▸ HOW TO COMPLETE THIS TASK: An exact repetition of the data is required; no picture should appear in it.

Collected data entries:
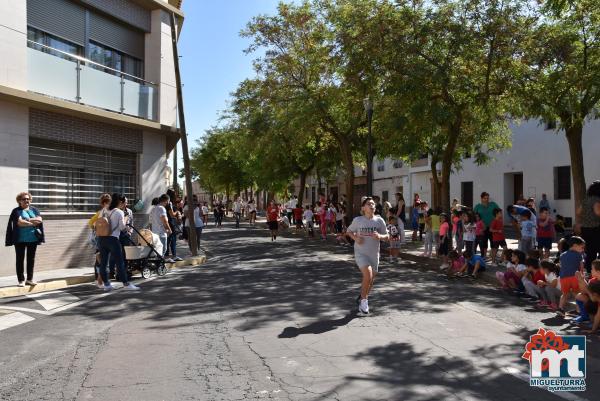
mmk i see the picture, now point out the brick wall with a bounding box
[29,109,143,153]
[80,0,151,31]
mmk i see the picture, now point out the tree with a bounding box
[371,0,527,210]
[518,0,600,223]
[243,1,375,217]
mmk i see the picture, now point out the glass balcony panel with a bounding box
[27,48,78,102]
[123,80,158,120]
[79,63,122,113]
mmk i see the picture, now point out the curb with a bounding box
[0,255,207,299]
[166,255,207,269]
[0,275,95,299]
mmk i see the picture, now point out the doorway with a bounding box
[461,181,473,208]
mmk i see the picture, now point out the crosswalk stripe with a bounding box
[0,312,35,332]
[26,290,80,311]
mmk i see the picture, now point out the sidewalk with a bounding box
[0,240,206,299]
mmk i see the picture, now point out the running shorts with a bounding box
[355,252,380,272]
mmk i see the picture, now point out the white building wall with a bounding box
[0,0,27,90]
[449,119,600,223]
[0,101,29,276]
[141,131,168,214]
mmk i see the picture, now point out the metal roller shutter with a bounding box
[27,0,86,46]
[89,12,145,60]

▸ RESPONSE BELOW:
mmk i see the picture, now point out the brick wall with a bounding box
[29,109,143,153]
[80,0,151,31]
mmk i see the picture, now point out the tree with a bounding box
[371,0,527,210]
[518,0,600,223]
[243,1,375,217]
mmk i see the picture, now point out the glass balcony panel with a bounding box
[27,48,78,102]
[123,80,158,120]
[79,63,122,113]
mmk i see the picture, now point out the curb with a bounding box
[0,255,207,299]
[166,255,207,269]
[0,275,95,299]
mmk i see the picture, now point out the doorway with a bounding box
[461,181,473,208]
mmk i see the picture, now point out the crosswalk stripe with a bounding box
[0,312,35,332]
[26,290,80,311]
mmk i see the picture, now point out the sidewalk with a bounding box
[0,240,206,299]
mmk i see the picture, now point out the running shorts with a bounding box
[355,252,380,272]
mmk i see the picture, now point out the white building wall with a bounding box
[0,0,27,90]
[449,119,600,223]
[0,101,29,276]
[141,131,168,214]
mmk i see the picture, now point out the metal roller shutter with a bounding box
[27,0,86,46]
[89,12,145,60]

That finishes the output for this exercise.